BATON ROUGE, La. — Gov. John Bel Edwards said Friday he intends to call a special legislative session to rebalance the state budget after Louisiana’s midyear deficit was projected to reach $313 million.
The state income forecasting panel, known as the Revenue Estimating Conference, downgraded Louisiana tax collection estimates to account for unemployment that is dragging income, business and sales taxes below expectations.
The Democratic governor said the action “clearly indicates the need for a special session,” expected sometime next month, to make cuts and consider using Louisiana’s “rainy day” fund to close the gap in the $27 billion state operating budget.
The session is expected to fall in mid-February, between Valentine’s Day and Mardi Gras.
Republican House Speaker Taylor Barras showed resistance to the idea, suggesting the budget could be rebalanced without the full Legislature returning to Baton Rouge.
“It’s not inevitable that we have a special session. We could accomplish the cuts without one,” said Barras, R-New Iberia. But he said if the governor calls the session as expected, “we will be there.”
Edwards said constitutional limits on the governor and the joint legislative budget committee’s ability to slash spending would make cuts fall too heavily on public colleges and health services for the poor, elderly and disabled. A special session, he said, would allow lawmakers to cut more broadly across programs and agencies.

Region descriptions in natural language
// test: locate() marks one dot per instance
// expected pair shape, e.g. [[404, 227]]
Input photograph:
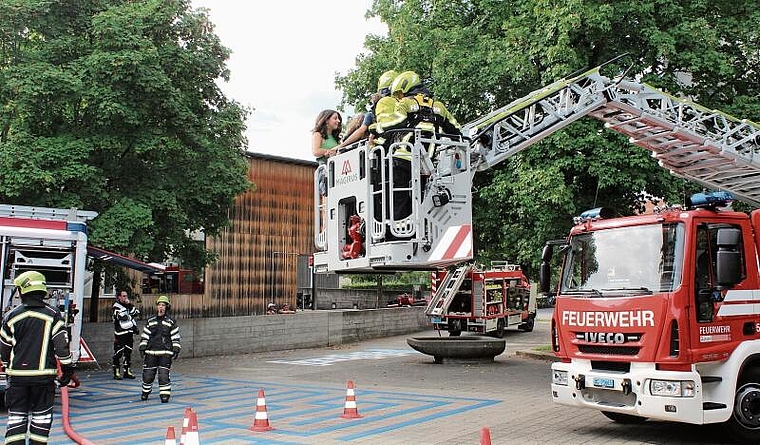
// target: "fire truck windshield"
[[625, 260]]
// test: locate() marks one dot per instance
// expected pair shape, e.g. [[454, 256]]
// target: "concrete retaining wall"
[[203, 337], [362, 298]]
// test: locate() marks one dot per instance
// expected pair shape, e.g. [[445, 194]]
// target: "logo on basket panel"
[[347, 174]]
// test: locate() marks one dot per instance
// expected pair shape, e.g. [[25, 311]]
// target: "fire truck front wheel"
[[500, 329], [527, 326], [744, 424], [625, 419]]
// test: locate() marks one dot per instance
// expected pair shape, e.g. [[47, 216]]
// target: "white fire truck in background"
[[653, 344], [486, 301], [53, 242]]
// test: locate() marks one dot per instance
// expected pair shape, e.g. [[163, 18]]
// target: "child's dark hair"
[[321, 124]]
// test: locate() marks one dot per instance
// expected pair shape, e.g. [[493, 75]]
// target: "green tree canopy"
[[481, 54], [113, 106]]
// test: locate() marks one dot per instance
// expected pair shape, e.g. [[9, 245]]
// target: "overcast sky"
[[284, 58]]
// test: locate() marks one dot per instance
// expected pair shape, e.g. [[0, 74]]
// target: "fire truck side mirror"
[[545, 274], [728, 263]]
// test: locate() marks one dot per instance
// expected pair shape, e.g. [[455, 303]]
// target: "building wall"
[[203, 337]]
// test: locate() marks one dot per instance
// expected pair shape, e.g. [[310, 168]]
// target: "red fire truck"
[[53, 242], [658, 316], [485, 301]]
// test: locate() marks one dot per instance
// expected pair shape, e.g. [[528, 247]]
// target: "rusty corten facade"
[[269, 227]]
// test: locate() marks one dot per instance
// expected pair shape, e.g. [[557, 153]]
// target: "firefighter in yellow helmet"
[[414, 108], [386, 105], [32, 337], [159, 346]]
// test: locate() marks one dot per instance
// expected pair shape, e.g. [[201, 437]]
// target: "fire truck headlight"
[[559, 377], [672, 388]]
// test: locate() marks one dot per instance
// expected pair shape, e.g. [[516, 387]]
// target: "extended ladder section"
[[706, 146], [47, 213], [432, 186], [446, 292]]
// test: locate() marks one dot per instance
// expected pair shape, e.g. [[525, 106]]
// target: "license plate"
[[600, 382]]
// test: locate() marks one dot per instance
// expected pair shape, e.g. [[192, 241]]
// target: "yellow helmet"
[[163, 299], [405, 82], [30, 281], [385, 80]]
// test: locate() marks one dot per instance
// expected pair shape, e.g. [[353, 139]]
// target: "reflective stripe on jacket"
[[31, 338]]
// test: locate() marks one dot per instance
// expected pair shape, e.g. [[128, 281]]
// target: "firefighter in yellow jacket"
[[32, 337], [159, 345]]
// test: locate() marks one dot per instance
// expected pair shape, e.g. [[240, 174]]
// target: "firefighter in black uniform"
[[159, 345], [32, 337], [124, 327]]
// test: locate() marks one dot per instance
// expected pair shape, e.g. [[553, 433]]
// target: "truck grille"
[[609, 350]]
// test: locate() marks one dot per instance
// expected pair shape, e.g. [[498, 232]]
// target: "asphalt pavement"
[[401, 395]]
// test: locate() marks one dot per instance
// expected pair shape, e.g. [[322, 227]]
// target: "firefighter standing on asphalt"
[[32, 337], [159, 345], [124, 327]]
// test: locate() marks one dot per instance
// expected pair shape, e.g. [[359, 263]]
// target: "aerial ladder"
[[702, 145]]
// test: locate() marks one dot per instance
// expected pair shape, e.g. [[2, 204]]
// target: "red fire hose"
[[65, 416], [65, 409]]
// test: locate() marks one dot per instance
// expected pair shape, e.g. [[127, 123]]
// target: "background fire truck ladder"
[[441, 300], [706, 146]]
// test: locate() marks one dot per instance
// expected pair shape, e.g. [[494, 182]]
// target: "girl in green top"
[[325, 135]]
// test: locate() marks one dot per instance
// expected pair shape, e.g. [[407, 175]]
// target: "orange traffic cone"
[[185, 424], [350, 411], [485, 436], [261, 419], [171, 438], [192, 437]]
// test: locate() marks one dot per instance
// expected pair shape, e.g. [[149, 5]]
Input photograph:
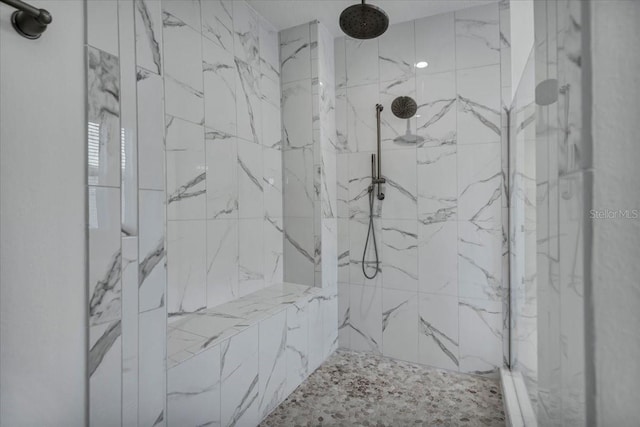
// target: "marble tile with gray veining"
[[399, 254], [219, 72], [295, 56], [437, 109], [105, 373], [222, 174], [193, 391], [248, 108], [217, 22], [239, 363], [103, 128], [480, 336], [437, 184], [222, 261], [152, 269], [148, 15], [438, 325], [397, 53], [246, 32], [340, 393], [479, 101], [477, 36]]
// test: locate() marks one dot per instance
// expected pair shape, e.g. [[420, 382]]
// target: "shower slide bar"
[[29, 21]]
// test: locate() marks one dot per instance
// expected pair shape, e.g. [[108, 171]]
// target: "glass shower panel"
[[522, 231]]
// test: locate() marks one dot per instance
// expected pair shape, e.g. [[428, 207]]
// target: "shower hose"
[[371, 234]]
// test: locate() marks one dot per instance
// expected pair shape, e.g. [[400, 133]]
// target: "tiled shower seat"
[[234, 363]]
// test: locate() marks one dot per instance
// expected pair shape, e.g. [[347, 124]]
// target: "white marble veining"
[[148, 23], [188, 11], [250, 255], [297, 114], [361, 117], [183, 49], [103, 131], [400, 324], [130, 335], [361, 61], [479, 117], [365, 318], [297, 352], [477, 36], [399, 254], [437, 184], [269, 51], [250, 182], [480, 336], [217, 22], [295, 51], [393, 127], [193, 391], [222, 261], [248, 104], [438, 329], [273, 362], [439, 228], [219, 74], [222, 175], [401, 194], [152, 368], [152, 268], [435, 43], [298, 183], [186, 262], [246, 34], [437, 109], [102, 25], [273, 261], [186, 183], [105, 256], [240, 378], [105, 373], [299, 249], [397, 52], [151, 132], [438, 257]]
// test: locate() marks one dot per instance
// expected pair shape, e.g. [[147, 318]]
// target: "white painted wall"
[[615, 268], [522, 36], [42, 222]]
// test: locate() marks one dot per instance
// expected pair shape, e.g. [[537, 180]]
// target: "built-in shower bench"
[[234, 363]]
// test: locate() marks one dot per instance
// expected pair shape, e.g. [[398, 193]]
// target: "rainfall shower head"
[[404, 107], [364, 21]]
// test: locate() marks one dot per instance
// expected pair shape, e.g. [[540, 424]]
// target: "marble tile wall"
[[184, 182], [309, 160], [223, 153], [439, 297], [239, 380]]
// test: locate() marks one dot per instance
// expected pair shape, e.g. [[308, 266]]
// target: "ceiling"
[[289, 13]]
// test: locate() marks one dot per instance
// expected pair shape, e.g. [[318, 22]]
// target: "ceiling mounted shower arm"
[[29, 21], [379, 179]]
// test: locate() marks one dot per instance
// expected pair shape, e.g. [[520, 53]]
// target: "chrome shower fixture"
[[376, 179], [405, 107], [364, 21]]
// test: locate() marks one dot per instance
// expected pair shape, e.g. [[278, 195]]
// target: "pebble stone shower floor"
[[359, 389]]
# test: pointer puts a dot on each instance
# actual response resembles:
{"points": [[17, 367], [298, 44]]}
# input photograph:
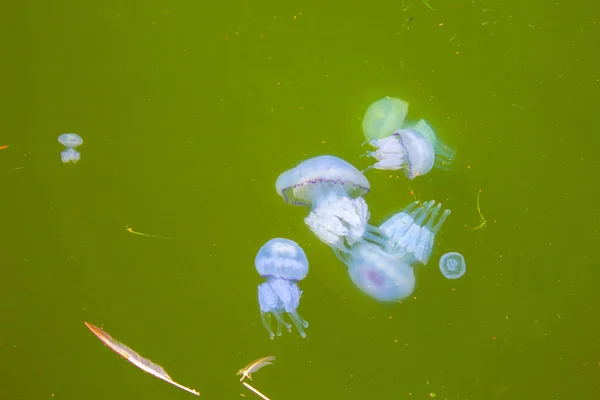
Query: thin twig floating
{"points": [[134, 358], [483, 222], [255, 366], [255, 391], [145, 234]]}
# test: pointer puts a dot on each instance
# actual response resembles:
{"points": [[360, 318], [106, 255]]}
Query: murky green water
{"points": [[190, 110]]}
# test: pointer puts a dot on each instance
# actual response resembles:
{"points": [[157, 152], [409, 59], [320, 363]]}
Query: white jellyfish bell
{"points": [[443, 154], [406, 149], [333, 188], [414, 148], [71, 141]]}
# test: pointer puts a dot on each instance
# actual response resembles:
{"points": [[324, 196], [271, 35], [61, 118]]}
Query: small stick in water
{"points": [[483, 221], [145, 234], [255, 366], [256, 391]]}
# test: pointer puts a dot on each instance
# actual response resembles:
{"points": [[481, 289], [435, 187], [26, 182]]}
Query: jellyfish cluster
{"points": [[381, 259], [412, 147]]}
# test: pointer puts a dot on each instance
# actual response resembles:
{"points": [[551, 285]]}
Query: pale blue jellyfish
{"points": [[70, 141], [412, 231], [384, 117], [453, 265], [283, 263], [443, 154], [333, 189], [405, 149], [379, 274]]}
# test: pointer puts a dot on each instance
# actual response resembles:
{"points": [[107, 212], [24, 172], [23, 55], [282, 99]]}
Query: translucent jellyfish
{"points": [[333, 188], [70, 141], [379, 274], [453, 265], [405, 149], [384, 117], [443, 154], [283, 263], [412, 231]]}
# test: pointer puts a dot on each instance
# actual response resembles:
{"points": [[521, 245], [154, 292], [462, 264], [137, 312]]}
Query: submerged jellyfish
{"points": [[453, 265], [70, 141], [443, 153], [283, 263], [412, 231], [405, 149], [383, 117], [379, 274], [333, 188]]}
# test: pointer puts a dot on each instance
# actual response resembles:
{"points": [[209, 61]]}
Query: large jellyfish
{"points": [[379, 274], [384, 117], [70, 141], [412, 231], [283, 263], [333, 188], [406, 149]]}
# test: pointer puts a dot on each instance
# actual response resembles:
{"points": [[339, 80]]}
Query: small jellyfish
{"points": [[379, 274], [443, 154], [70, 141], [412, 231], [453, 265], [405, 149], [384, 117], [283, 263], [334, 189]]}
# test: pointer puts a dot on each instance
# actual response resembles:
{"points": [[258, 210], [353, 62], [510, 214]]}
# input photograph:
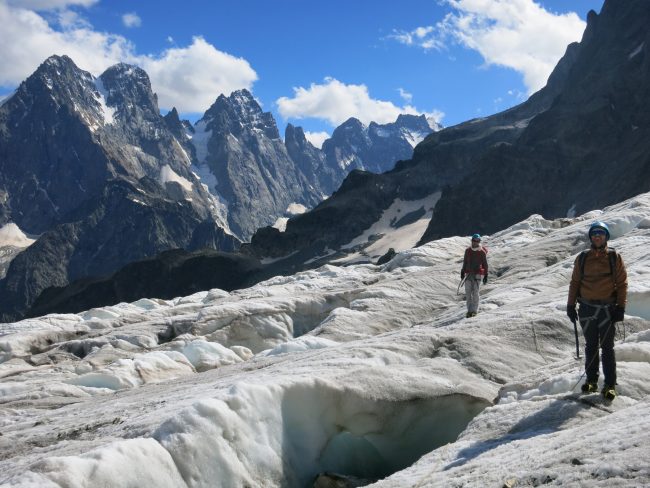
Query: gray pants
{"points": [[472, 285]]}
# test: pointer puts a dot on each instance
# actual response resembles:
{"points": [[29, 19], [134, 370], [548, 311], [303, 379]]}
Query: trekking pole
{"points": [[461, 284], [575, 331]]}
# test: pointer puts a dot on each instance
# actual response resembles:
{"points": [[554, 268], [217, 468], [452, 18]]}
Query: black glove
{"points": [[571, 313], [618, 314]]}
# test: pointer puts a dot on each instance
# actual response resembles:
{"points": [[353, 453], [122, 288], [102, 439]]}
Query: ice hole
{"points": [[330, 431]]}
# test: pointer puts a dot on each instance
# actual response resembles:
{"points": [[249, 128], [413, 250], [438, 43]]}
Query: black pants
{"points": [[598, 329]]}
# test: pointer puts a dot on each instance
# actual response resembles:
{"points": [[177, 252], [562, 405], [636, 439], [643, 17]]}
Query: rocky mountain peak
{"points": [[127, 87], [295, 136], [239, 113]]}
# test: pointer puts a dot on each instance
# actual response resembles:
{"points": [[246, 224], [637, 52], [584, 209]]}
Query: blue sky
{"points": [[313, 64]]}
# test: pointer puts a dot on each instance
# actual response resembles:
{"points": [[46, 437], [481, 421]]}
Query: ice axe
{"points": [[575, 331]]}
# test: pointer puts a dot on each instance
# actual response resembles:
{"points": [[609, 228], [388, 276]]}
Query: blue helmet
{"points": [[601, 226]]}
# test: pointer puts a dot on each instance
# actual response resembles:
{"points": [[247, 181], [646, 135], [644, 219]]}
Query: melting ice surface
{"points": [[366, 371]]}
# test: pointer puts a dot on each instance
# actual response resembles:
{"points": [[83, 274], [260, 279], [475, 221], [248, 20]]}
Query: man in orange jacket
{"points": [[599, 285], [474, 268]]}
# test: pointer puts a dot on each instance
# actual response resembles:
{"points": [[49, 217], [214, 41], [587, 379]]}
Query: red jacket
{"points": [[475, 262]]}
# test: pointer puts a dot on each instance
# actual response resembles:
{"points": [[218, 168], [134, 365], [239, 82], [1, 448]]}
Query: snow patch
{"points": [[167, 174], [11, 235], [390, 231], [296, 209], [281, 223]]}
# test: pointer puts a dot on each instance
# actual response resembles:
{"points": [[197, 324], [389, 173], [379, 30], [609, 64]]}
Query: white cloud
{"points": [[42, 5], [131, 19], [516, 34], [336, 102], [28, 39], [406, 96], [189, 78], [317, 138]]}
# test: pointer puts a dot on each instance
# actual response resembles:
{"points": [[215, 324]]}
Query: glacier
{"points": [[366, 373]]}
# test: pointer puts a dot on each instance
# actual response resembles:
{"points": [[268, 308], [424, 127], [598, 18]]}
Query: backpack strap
{"points": [[611, 254], [582, 259]]}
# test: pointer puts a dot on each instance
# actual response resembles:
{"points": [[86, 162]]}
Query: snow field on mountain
{"points": [[360, 370]]}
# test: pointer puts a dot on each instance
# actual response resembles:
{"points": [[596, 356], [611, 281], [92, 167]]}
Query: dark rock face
{"points": [[579, 143], [92, 166], [377, 147], [242, 149], [171, 274], [311, 162], [253, 170], [589, 149]]}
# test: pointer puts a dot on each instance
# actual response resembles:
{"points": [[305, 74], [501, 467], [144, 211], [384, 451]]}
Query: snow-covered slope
{"points": [[370, 372]]}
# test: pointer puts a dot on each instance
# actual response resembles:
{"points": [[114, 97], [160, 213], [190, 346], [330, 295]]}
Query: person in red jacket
{"points": [[474, 269]]}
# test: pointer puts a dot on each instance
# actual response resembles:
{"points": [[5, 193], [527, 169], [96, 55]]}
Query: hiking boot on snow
{"points": [[590, 387], [609, 392]]}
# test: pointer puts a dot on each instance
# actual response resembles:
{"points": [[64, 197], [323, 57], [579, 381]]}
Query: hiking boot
{"points": [[590, 387], [609, 392]]}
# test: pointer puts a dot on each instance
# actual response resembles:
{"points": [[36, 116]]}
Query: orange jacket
{"points": [[475, 262], [598, 282]]}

Requirement 1:
Quote the Louisiana budget article from "The session is" to "to Baton Rouge.".
Requirement 2:
Which taxes does the Louisiana budget article say are coming in below expectations?
Requirement 3:
Proceed with the Louisiana budget deficit article, picking up after its last sentence.
You can set the listing aside; none of it is needed here.

Written answer 1:
The session is expected to fall in mid-February, between Valentine’s Day and Mardi Gras.
Republican House Speaker Taylor Barras showed resistance to the idea, suggesting the budget could be rebalanced without the full Legislature returning to Baton Rouge.

Written answer 2:
Income taxes, business taxes and sales taxes.

Written answer 3:
“I am not willing to place the burden of this budget crisis only on the backs of our hardworking families, students or our most vulnerable citizens,” said Edwards, who was leaving Friday for a weeklong trip to Rome.
If lawmakers agree to use the rainy day fund, that could provide $119 million to offset a portion of the gap, but a $194 million gap would remain.
“The entirety of the state’s budget must be opened up in order to make these cuts, otherwise they will be concentrated in a few areas and the impact would be too painful for our people to bear,” Edwards said in a statement.
Senate President John Alario, R-Westwego, said he also prefers a special session to lessen the cuts that fall on higher education and health programs.
Even with the ability to spread the slashing, Alario said of the cuts: “I think there’s going to be a lot of pain.”
The four-member Revenue Estimating Conference dropped the state’s official income forecast by $340 million for the current budget year that ends June 30. With other financial adjustments, the deficit is expected to be about $313 million.
It’s the state’s 15th midyear budget gap in nine years. Last month, Edwards and lawmakers closed a more than $300 million deficit from the last financial year with savings from hiring and spending freezes, postponed Medicaid payments and cuts to colleges.
Economists said the latest shortfall stems from a downturn in Louisiana’s economy and an unemployment rate that is third in the nation. Even an uptick in oil prices, which means more severance tax revenue for the state, isn’t enough to offset the worsening forecast for personal income, business and sales taxes.
“We are still losing jobs on a monthly basis,” said the Legislature’s chief economist, Greg Albrecht.
Louisiana has seen declining employment since August 2015, according to data presented to the conference, with the greatest job losses coming in the oil and gas, manufacturing and other high-wage sectors.
Against the wishes of the Edwards administration, the estimating conference delayed its official shrinking of the state’s income forecast last month. Barras said he hoped the state’s tax collections would show improvement. Instead, the projections worsened over the period.
The forecasting panel dropped income estimates for the upcoming budget year as well.